_What this task involves_
Return verbatim the run of lines that opens with the line holding "Note to the class: identify the stadium" and closes with the last line of the records.

_Dataset extract_
*****

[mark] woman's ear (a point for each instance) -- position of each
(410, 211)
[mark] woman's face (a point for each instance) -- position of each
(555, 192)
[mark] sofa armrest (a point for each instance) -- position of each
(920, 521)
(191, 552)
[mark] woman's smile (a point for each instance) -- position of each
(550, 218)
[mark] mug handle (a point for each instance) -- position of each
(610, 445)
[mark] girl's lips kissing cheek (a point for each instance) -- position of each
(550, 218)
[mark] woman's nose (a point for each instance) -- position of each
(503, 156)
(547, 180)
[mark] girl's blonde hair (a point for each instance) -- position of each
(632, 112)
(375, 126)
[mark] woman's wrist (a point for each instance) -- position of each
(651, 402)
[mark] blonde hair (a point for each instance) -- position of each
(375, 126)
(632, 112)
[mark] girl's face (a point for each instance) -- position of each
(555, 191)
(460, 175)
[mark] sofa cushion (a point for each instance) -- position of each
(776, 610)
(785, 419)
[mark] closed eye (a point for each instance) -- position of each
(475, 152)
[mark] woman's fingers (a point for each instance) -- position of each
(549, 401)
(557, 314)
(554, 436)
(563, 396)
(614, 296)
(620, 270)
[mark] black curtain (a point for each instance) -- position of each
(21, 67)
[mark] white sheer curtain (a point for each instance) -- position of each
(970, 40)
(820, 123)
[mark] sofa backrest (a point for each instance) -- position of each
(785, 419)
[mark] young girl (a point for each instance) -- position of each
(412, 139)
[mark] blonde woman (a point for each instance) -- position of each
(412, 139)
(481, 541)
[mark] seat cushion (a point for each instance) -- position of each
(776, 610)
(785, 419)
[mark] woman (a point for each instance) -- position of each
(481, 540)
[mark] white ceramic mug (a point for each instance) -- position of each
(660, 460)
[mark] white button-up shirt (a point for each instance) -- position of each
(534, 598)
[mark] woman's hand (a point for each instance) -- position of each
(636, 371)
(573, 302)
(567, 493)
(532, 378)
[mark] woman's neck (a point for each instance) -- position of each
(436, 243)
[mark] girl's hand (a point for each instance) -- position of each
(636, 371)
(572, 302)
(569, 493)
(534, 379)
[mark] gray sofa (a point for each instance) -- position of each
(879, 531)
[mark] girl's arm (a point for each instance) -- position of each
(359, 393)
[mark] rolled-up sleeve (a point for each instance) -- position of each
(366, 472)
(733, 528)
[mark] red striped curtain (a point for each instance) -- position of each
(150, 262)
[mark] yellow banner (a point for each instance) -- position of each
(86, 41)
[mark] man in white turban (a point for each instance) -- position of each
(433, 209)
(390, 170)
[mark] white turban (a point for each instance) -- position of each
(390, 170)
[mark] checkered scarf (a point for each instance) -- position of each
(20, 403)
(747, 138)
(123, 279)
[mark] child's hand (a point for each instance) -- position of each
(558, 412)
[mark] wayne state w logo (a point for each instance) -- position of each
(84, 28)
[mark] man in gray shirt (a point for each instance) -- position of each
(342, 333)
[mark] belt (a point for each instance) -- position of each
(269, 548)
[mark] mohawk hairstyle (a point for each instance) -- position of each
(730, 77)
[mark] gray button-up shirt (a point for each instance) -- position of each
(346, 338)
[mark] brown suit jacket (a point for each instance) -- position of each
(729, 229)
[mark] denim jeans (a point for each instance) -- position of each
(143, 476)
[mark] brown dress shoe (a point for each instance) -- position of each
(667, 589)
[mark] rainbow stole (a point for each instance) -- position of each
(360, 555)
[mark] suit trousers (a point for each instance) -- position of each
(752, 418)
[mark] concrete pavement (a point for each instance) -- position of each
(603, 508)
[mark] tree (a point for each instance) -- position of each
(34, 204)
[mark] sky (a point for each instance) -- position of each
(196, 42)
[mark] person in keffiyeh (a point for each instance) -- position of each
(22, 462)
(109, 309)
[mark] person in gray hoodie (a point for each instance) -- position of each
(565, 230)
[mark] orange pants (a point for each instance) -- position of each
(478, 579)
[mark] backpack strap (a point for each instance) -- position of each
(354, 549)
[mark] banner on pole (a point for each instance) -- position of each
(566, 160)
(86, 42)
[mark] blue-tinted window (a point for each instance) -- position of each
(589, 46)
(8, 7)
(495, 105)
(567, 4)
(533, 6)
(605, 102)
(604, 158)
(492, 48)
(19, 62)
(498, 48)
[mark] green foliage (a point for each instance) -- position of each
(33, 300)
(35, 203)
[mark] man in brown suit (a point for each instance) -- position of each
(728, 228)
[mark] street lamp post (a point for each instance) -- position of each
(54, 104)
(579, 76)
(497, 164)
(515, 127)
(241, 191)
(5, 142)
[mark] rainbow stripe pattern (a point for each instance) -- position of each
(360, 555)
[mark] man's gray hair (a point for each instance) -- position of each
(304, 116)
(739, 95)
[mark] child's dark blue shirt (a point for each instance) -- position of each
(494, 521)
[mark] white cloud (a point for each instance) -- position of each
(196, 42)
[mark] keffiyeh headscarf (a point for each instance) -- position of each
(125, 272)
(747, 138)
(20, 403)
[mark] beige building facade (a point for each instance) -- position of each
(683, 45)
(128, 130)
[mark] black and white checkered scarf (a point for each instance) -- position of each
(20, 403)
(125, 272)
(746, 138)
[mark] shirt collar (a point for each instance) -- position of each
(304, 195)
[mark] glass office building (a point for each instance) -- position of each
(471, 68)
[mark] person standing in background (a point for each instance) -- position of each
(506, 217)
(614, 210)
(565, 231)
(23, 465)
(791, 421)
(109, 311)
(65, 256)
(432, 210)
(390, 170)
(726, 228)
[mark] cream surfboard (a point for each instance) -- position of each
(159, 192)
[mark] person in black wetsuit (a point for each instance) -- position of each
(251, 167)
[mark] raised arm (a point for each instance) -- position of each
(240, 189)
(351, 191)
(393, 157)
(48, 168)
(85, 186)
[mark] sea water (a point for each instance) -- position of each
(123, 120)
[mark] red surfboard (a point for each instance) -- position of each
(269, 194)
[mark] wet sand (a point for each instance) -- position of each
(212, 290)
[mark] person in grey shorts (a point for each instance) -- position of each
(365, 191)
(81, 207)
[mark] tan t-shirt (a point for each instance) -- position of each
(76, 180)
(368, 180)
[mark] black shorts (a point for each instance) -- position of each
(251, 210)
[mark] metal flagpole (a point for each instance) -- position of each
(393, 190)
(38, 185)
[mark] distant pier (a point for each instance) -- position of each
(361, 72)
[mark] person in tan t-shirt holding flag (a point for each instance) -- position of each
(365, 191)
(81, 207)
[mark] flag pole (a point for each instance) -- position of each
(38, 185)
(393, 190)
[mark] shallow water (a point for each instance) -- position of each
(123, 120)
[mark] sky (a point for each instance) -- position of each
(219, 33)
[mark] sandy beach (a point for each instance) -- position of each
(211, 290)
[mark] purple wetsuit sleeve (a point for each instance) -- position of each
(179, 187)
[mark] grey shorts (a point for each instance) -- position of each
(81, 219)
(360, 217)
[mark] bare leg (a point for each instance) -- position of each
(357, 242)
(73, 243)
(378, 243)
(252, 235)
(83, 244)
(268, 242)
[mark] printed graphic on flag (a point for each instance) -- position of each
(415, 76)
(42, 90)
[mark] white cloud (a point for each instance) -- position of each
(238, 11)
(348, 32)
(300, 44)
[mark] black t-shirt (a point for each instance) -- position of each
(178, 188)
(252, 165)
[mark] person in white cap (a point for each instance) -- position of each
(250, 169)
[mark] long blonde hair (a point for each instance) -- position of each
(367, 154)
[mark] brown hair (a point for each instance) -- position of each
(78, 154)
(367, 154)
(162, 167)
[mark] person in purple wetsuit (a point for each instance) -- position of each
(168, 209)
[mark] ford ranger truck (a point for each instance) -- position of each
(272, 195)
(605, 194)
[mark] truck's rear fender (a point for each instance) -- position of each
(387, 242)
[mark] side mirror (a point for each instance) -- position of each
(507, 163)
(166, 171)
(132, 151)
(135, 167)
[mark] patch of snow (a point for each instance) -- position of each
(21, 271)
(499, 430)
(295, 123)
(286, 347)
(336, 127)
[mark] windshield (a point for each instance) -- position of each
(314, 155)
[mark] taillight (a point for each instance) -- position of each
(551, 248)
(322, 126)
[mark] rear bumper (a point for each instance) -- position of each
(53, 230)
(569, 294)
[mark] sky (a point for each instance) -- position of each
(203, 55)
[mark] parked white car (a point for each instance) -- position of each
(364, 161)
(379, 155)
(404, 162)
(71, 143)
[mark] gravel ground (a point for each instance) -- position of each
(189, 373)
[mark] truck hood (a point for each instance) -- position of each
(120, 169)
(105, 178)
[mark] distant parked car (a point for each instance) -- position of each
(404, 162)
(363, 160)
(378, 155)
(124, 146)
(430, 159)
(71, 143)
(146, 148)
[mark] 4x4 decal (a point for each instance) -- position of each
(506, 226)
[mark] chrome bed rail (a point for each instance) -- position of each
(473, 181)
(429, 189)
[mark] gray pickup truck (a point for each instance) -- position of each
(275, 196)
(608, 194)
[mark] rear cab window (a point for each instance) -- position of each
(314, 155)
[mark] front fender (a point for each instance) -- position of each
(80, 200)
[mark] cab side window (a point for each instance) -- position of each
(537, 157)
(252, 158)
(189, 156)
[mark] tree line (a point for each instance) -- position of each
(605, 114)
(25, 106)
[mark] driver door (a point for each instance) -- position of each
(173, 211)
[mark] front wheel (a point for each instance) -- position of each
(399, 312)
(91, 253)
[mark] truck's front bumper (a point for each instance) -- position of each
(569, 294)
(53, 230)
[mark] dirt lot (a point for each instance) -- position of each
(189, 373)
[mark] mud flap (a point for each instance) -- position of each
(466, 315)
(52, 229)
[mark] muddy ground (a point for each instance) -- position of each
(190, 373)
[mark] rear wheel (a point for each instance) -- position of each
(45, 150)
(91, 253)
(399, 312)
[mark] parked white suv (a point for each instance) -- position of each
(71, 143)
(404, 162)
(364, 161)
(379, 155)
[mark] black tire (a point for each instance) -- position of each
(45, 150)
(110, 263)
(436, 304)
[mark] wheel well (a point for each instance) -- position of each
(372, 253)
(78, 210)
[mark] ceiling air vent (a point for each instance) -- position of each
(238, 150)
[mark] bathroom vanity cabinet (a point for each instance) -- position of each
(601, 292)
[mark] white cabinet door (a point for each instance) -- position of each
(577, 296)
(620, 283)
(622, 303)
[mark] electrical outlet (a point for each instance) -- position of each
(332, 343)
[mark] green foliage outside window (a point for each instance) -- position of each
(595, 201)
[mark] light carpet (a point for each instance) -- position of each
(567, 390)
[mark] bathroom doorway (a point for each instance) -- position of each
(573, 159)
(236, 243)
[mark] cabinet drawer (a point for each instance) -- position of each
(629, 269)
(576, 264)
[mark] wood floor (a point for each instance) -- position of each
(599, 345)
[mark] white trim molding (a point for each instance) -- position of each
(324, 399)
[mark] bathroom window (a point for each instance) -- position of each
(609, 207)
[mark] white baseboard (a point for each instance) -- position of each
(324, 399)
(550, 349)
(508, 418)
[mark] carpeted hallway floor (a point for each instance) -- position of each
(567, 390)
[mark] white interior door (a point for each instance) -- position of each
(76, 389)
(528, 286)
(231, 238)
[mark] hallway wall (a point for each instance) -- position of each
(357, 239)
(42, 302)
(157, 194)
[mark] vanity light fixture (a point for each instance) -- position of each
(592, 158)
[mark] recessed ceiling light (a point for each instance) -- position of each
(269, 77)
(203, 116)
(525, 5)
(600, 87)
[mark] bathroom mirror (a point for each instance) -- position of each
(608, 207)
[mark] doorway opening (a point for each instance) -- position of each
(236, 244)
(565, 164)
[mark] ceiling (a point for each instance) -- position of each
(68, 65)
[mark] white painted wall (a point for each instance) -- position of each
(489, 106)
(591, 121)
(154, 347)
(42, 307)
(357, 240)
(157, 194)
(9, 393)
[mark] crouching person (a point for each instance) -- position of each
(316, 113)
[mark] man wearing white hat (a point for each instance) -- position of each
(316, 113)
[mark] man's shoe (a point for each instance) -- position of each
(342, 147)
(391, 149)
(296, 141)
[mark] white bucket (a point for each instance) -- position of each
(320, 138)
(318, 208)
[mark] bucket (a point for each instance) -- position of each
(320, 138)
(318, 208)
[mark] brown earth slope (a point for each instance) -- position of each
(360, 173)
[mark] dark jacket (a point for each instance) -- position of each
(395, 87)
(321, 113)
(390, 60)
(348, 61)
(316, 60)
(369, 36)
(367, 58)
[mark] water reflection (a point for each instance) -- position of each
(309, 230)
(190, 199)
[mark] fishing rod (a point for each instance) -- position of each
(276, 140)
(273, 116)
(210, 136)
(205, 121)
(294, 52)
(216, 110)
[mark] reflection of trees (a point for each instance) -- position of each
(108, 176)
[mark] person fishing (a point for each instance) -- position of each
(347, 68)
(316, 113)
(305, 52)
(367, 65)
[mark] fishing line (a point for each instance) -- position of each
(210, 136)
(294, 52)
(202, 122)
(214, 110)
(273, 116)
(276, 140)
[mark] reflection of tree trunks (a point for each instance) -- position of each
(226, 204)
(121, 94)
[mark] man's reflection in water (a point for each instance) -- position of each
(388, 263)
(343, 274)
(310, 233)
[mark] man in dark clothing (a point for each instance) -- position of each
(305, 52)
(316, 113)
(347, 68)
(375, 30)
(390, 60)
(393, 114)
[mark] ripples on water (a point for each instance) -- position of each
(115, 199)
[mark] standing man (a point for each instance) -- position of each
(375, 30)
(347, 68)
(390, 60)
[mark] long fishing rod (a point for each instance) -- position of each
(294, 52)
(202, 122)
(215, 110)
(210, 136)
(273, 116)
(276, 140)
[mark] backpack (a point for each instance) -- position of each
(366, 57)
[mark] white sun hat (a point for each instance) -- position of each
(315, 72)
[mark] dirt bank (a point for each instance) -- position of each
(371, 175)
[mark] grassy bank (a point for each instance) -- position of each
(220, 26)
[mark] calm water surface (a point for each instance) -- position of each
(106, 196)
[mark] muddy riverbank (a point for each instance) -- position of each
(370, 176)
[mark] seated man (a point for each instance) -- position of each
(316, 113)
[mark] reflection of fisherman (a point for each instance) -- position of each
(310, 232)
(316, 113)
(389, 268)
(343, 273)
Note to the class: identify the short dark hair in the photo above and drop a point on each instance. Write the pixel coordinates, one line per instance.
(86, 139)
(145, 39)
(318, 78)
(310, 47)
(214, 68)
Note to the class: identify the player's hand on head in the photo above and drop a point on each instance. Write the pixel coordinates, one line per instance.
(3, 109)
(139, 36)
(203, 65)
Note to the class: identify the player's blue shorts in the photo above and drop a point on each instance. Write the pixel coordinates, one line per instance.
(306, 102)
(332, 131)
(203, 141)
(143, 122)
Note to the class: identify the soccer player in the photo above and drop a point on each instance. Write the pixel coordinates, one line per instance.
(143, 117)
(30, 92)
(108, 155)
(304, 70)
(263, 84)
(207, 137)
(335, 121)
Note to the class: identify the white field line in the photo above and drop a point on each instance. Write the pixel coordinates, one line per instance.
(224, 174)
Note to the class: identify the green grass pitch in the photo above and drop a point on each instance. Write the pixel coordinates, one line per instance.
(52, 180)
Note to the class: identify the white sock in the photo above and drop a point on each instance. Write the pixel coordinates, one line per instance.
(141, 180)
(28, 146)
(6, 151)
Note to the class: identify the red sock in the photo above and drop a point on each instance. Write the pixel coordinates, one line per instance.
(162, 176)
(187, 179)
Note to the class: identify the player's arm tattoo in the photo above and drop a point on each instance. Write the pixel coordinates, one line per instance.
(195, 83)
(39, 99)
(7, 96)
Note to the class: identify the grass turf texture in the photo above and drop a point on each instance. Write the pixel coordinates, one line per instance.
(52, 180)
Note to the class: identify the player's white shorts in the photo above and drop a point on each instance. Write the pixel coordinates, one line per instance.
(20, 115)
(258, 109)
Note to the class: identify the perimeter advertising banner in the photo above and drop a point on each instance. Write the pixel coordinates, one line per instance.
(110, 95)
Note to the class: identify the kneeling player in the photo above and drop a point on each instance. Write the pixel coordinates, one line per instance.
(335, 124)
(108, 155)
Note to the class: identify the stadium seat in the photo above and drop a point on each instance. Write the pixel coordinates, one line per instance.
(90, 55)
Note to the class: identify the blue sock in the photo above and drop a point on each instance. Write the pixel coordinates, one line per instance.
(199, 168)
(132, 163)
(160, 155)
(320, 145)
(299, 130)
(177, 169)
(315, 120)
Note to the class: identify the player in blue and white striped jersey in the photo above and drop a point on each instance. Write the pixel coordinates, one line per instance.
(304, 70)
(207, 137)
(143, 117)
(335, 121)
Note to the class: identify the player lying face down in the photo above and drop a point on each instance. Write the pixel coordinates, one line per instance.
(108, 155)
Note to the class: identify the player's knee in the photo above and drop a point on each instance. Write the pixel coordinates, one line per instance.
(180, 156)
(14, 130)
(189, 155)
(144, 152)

*****

_Answer for this exercise_
Note to the class: identify the stadium seat in the photo above and drop a point on each instance. Write the pixel coordinates, one line per instance.
(90, 55)
Note to the class: identify the blue sock in the photo above and drop a point on each instance. Write the pixel coordinates, one line per instance.
(199, 168)
(132, 163)
(160, 155)
(320, 145)
(299, 130)
(177, 169)
(315, 120)
Note to the class: identify the player in blue and white striped jersey in the photo above and drop a point on each instance. Write the pixel coordinates, one line per instance.
(304, 70)
(207, 137)
(143, 117)
(335, 121)
Note to the class: identify the player lying face down in the photo above and drop a point on each instance. Write the pixel coordinates, one line per instance.
(108, 155)
Note to the class: identify the player's knee in the photo above and drop a point on each instance. Write the pixel coordinates, one line per instance.
(180, 156)
(14, 130)
(189, 155)
(144, 152)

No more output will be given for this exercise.